Provided material below:

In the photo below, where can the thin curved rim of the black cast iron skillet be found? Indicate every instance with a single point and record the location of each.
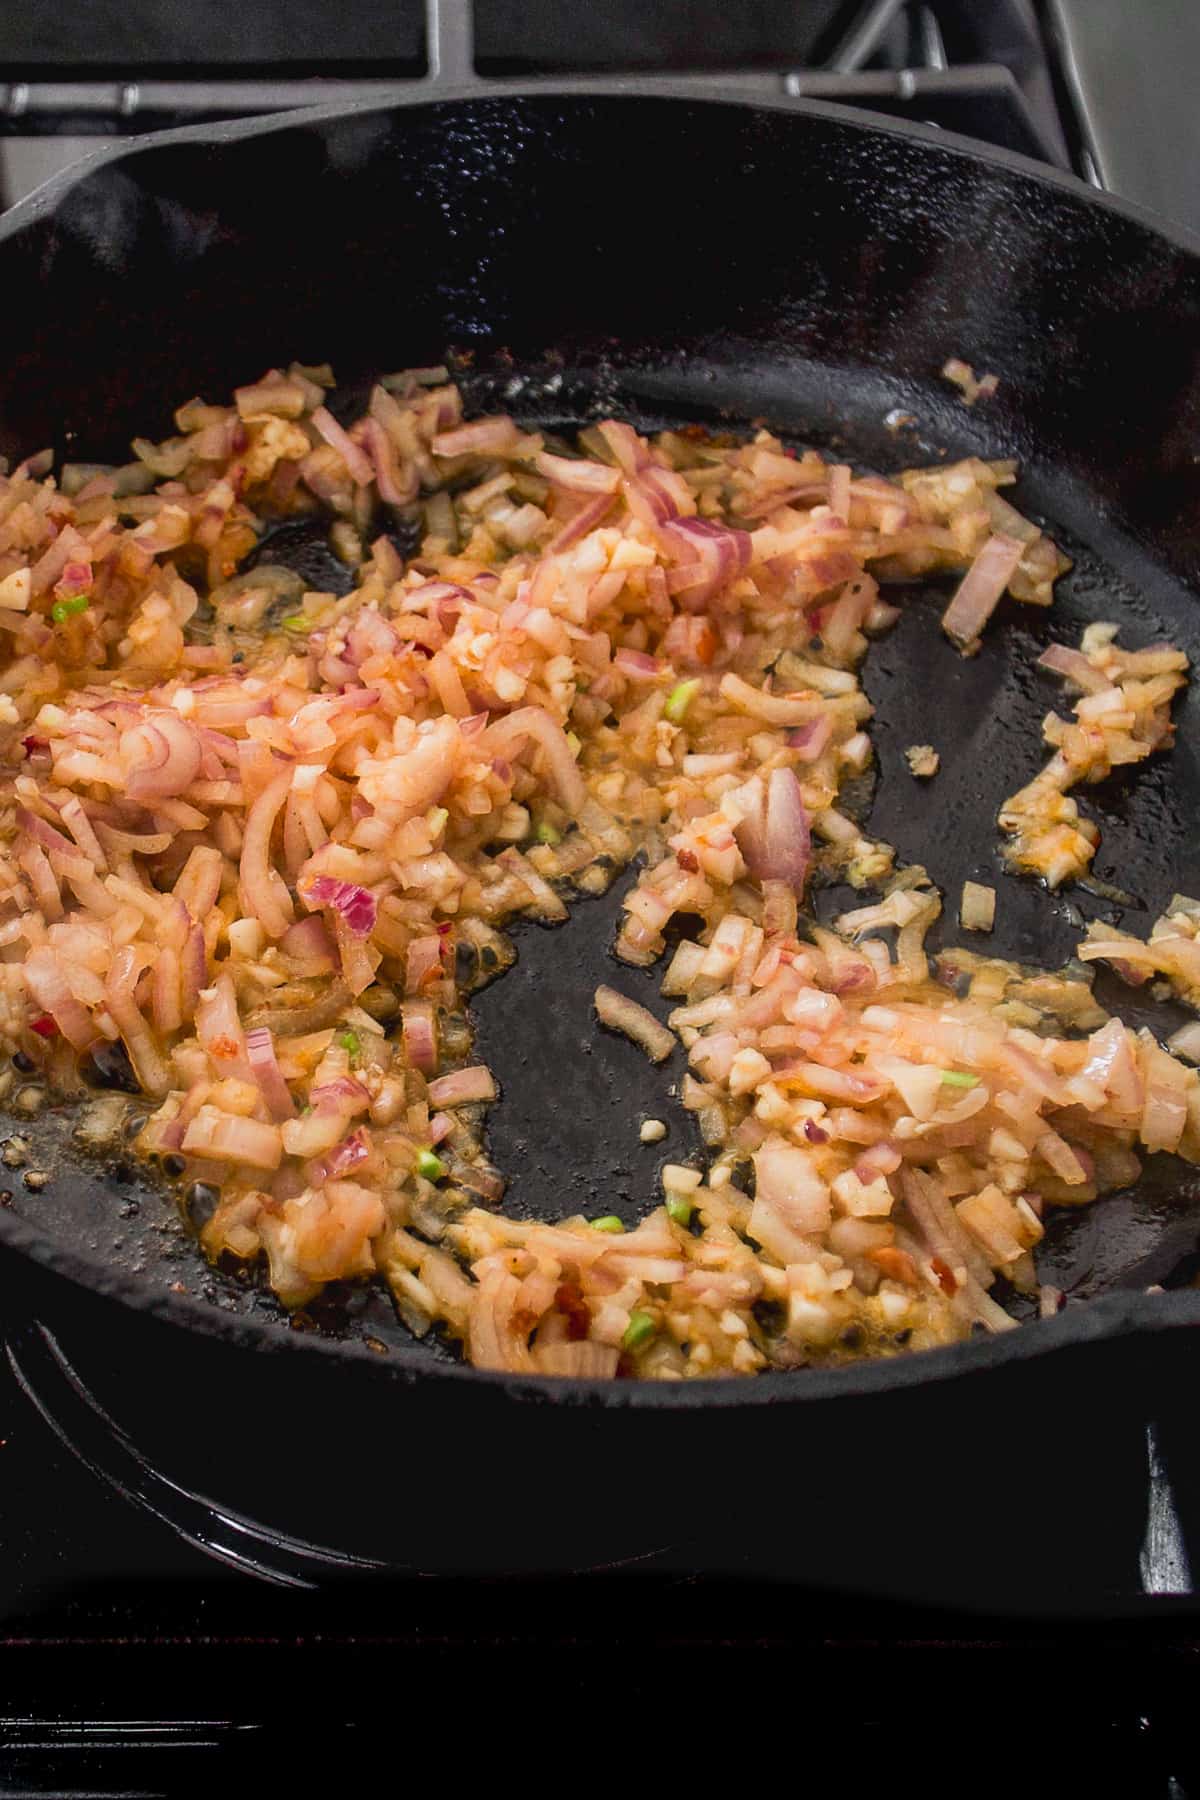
(1124, 1315)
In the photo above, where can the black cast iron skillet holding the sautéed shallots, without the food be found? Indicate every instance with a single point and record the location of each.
(578, 253)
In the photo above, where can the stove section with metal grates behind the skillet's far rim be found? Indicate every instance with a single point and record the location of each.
(1088, 85)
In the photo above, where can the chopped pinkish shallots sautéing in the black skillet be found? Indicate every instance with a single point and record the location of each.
(264, 841)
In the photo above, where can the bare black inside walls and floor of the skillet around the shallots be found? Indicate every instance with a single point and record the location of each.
(791, 267)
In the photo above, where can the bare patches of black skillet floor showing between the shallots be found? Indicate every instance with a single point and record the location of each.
(573, 1097)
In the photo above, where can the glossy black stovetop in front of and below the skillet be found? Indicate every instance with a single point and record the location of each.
(145, 1630)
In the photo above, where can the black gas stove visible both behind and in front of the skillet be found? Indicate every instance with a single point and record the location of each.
(166, 1592)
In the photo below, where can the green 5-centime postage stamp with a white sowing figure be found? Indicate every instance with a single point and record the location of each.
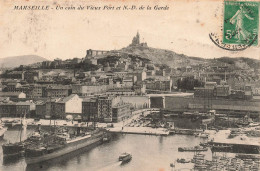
(241, 20)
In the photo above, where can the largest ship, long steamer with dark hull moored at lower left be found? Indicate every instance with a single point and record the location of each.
(56, 145)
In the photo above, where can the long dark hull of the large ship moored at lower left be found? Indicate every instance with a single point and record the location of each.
(68, 148)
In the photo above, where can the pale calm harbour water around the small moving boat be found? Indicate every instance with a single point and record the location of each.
(149, 153)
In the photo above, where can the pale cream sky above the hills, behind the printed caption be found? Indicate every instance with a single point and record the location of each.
(183, 28)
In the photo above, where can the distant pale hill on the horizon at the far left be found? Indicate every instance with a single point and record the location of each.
(16, 61)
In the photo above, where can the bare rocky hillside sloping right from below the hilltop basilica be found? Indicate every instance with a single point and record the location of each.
(174, 59)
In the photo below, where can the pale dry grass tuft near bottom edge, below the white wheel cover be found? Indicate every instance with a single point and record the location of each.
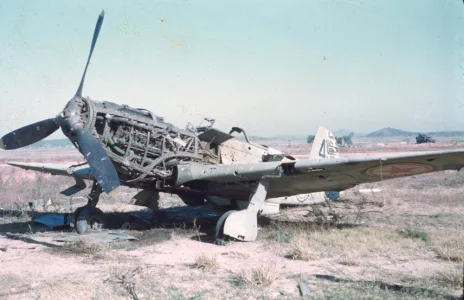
(264, 275)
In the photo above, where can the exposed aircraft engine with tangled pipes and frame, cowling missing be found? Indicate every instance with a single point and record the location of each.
(143, 147)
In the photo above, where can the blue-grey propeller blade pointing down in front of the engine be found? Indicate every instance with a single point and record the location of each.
(98, 160)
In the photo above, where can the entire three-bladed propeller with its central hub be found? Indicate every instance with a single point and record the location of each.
(72, 125)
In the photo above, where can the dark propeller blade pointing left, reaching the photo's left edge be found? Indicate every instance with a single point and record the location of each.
(28, 135)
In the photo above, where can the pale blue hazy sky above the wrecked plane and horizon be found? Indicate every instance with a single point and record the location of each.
(271, 67)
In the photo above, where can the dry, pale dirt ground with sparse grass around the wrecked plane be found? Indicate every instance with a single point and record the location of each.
(404, 242)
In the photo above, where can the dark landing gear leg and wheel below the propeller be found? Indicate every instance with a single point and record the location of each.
(89, 217)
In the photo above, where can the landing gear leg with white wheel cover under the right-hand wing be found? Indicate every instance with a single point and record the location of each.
(243, 225)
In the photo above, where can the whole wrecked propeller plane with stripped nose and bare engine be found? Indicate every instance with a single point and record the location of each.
(132, 147)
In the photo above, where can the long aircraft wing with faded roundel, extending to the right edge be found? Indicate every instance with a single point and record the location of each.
(327, 174)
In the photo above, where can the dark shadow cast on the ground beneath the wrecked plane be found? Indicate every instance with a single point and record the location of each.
(197, 221)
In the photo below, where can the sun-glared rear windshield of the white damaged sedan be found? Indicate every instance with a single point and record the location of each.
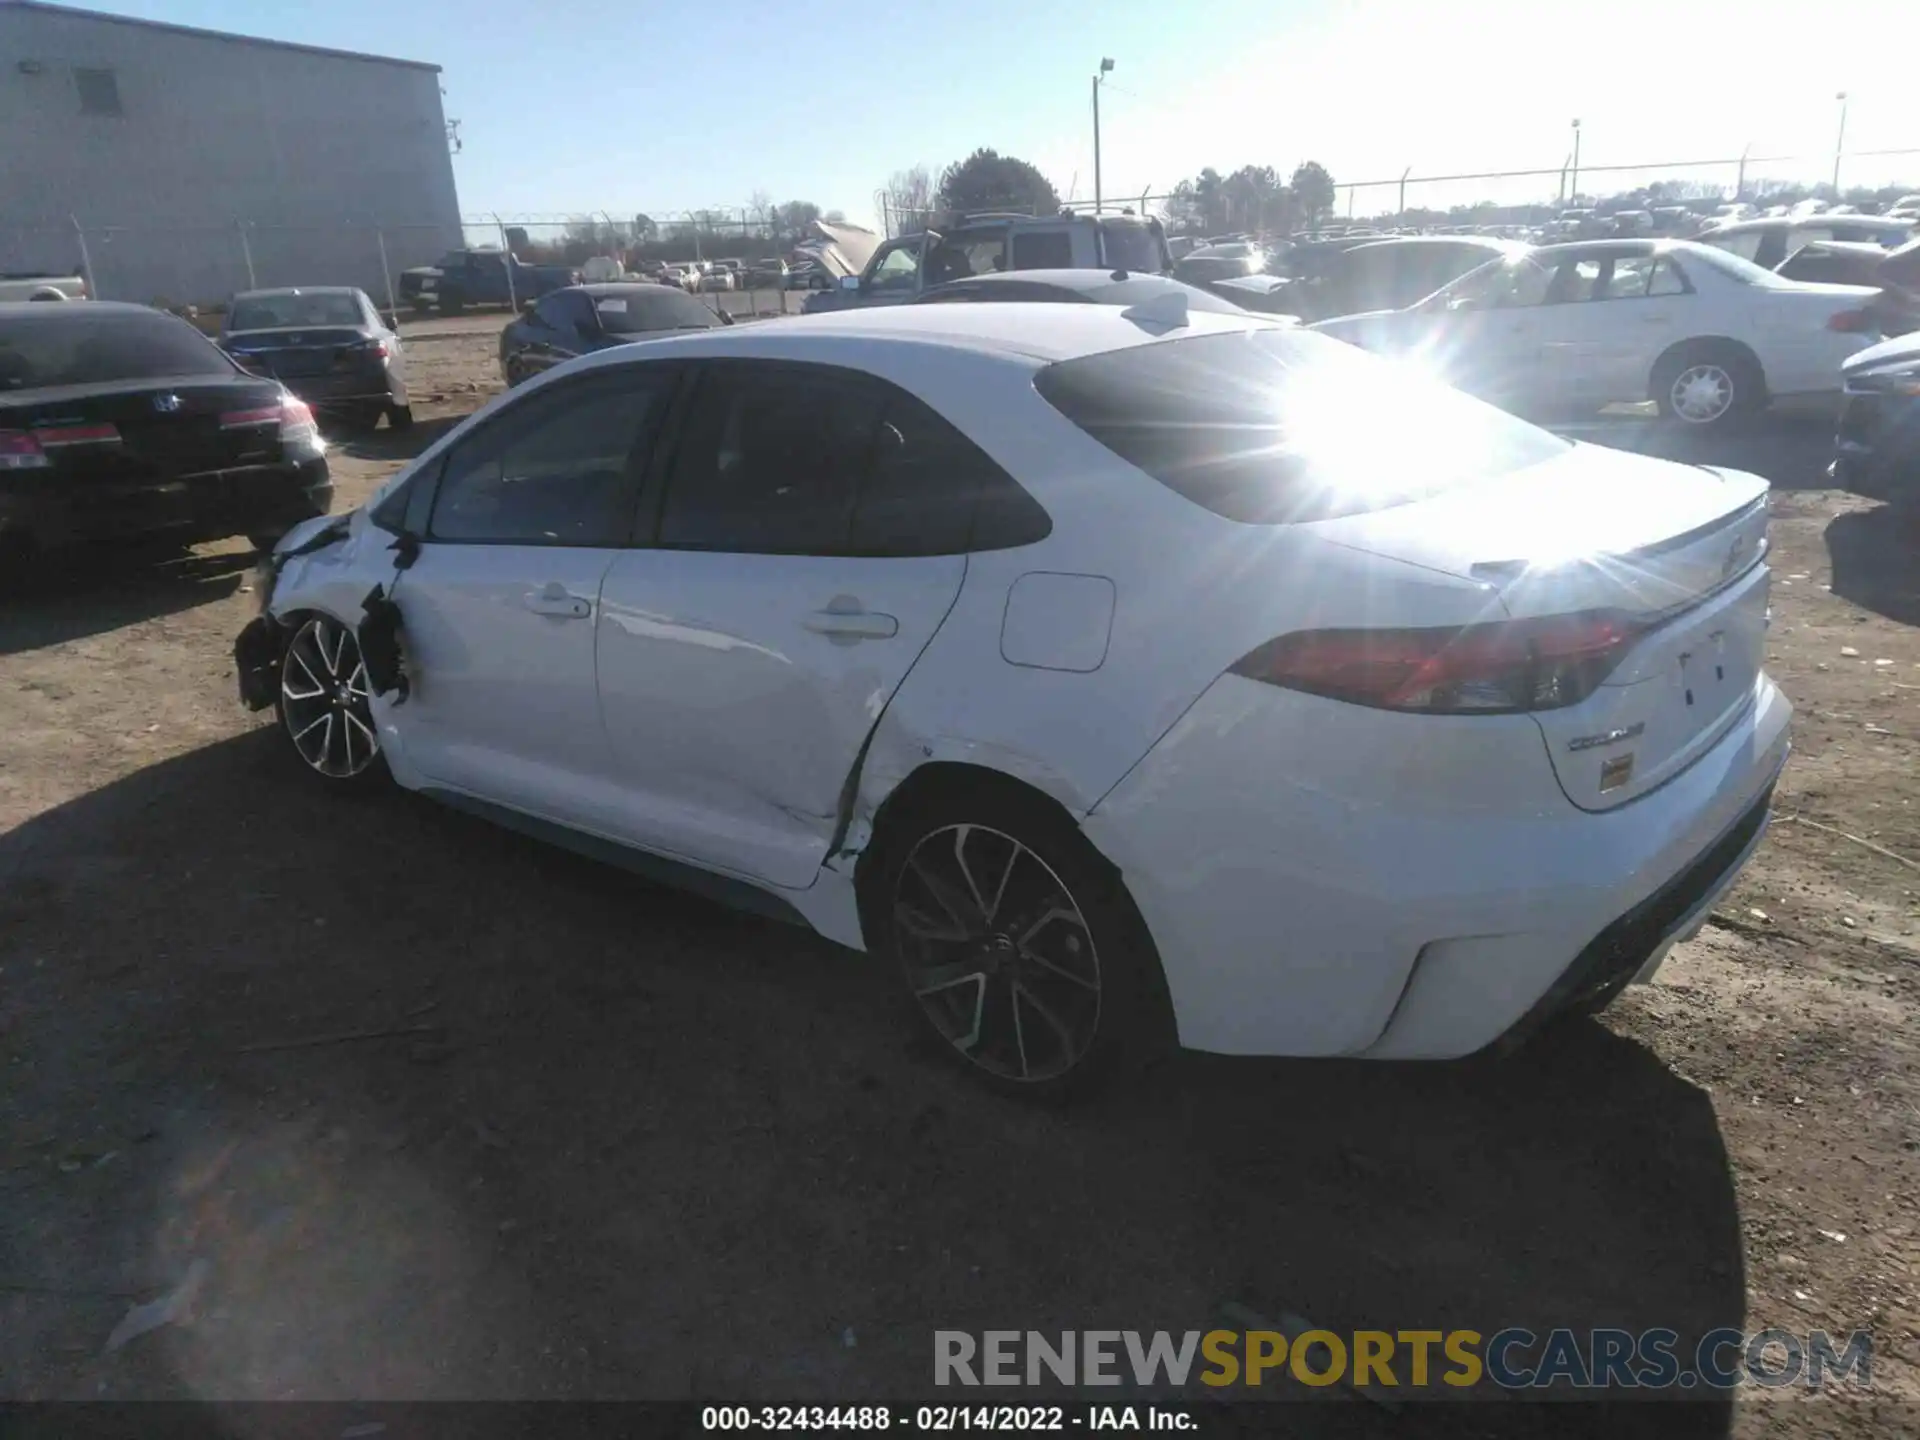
(1284, 427)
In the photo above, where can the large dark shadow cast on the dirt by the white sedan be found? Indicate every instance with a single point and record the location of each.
(602, 1140)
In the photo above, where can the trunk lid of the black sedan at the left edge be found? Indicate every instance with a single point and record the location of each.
(162, 431)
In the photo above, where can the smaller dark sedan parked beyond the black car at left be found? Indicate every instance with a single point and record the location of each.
(329, 347)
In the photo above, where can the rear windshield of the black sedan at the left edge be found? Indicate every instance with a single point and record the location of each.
(84, 347)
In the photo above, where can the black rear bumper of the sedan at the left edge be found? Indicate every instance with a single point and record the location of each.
(180, 508)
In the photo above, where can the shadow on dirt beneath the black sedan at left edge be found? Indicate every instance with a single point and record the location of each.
(87, 592)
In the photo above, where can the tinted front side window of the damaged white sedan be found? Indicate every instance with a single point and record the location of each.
(556, 469)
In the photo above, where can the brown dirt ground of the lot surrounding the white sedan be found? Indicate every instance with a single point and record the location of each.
(604, 1140)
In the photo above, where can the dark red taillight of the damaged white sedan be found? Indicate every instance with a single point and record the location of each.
(1485, 669)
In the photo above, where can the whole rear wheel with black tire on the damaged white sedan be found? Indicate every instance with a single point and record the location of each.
(1068, 988)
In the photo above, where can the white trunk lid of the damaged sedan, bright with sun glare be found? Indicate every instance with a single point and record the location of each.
(1677, 552)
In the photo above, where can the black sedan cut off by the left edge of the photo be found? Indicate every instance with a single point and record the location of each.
(124, 423)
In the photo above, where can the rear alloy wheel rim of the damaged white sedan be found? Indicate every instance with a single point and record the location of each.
(997, 953)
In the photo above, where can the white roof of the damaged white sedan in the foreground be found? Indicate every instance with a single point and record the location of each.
(1032, 331)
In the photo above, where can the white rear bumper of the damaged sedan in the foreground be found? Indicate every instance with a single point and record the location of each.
(1330, 880)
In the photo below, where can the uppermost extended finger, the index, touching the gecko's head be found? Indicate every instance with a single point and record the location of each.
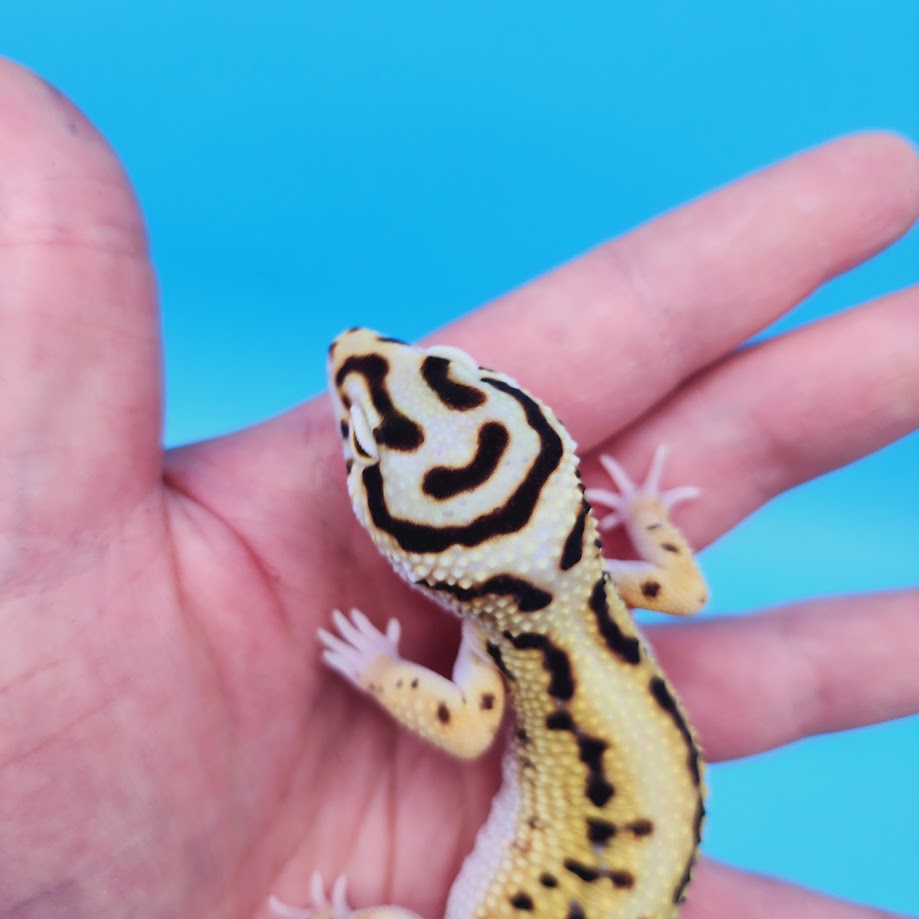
(608, 335)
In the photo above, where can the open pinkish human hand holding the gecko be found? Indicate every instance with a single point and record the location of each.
(170, 744)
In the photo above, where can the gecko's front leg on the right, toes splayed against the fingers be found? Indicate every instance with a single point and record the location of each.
(667, 578)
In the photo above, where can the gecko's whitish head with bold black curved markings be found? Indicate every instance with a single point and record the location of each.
(443, 456)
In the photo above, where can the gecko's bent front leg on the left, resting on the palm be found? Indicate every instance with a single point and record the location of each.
(459, 715)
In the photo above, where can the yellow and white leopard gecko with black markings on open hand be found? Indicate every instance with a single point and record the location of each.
(470, 487)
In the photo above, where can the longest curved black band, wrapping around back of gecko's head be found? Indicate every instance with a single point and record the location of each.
(511, 517)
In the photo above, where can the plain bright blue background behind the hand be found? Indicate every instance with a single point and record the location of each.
(309, 166)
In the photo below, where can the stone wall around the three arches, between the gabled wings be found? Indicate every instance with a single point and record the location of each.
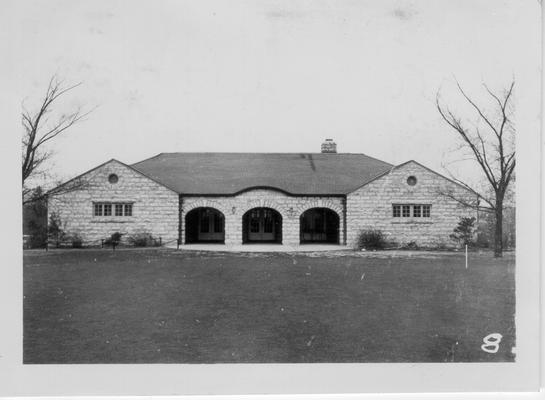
(290, 207)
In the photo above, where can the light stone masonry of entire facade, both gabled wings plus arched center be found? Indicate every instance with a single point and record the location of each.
(161, 212)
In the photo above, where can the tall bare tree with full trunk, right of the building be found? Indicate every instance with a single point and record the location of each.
(489, 140)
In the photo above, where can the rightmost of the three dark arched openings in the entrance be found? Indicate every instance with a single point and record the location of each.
(319, 225)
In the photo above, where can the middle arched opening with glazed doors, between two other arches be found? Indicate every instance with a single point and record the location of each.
(262, 225)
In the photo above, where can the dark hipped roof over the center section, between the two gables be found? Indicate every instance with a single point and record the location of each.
(292, 173)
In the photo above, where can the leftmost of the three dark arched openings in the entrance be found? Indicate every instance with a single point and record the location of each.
(204, 225)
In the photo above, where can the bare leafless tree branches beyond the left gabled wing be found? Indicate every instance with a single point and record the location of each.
(39, 131)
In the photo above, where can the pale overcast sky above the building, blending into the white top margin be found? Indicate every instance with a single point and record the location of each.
(268, 76)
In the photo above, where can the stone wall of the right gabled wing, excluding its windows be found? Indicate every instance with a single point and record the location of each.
(370, 207)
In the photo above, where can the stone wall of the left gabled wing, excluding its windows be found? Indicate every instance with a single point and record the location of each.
(155, 208)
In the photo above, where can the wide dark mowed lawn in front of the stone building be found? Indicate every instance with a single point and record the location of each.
(164, 306)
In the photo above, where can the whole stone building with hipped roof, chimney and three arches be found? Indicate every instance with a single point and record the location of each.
(239, 198)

End of Provided material.

__What you should do__.
Only the lines from the one with "of the right" through the last line above should be restated, word for word.

__Response for this exercise__.
In the photo above, where can the stone wall of the right gabled wing, excluding its windows be found? Indicate every instance with a single point and record the location of each.
(370, 207)
In the photo above, where can the stone wall of the left gabled wing, excluding its windows be found? Indicate every instance with a single point and record the location of each.
(155, 208)
In the photo above, where can the wide dark mowed lawn in front of the stone building be found? Indicate every instance with a single point and record the location of each.
(164, 306)
In the photo above, where can the whole stone building with hipped roof, chimney and three arches be found? Indicate every instance with a single point and record the location of each.
(239, 198)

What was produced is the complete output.